— begin —

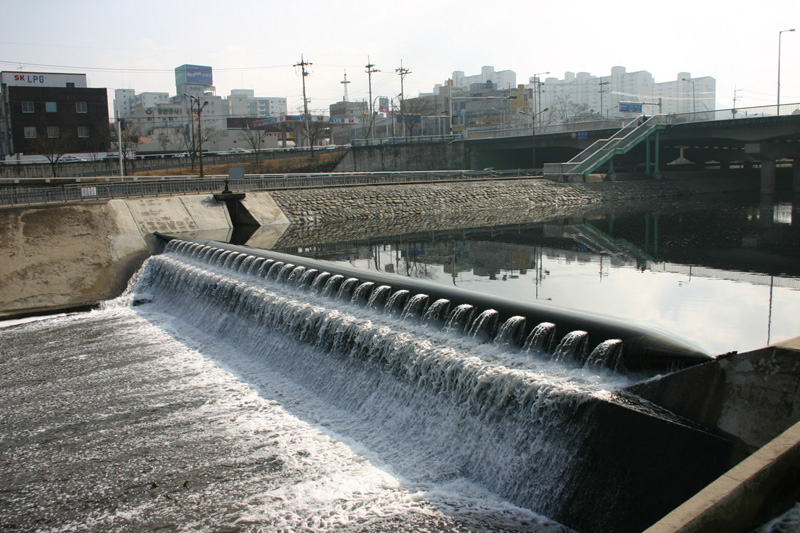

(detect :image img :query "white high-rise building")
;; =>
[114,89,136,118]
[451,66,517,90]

— end —
— begin —

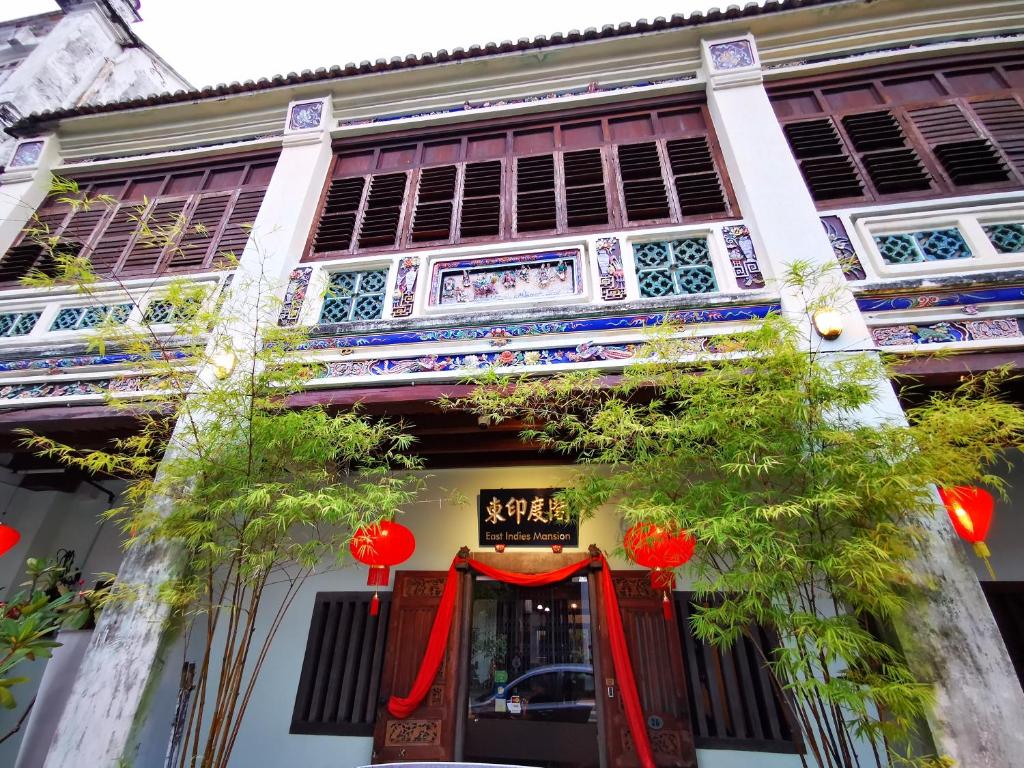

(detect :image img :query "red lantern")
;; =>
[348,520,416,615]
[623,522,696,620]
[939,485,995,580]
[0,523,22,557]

— end —

■ Problem to solve: State how many lines in the rows above contain the string "detect". Reply with the number alone.

■ Solution for this exercise: 2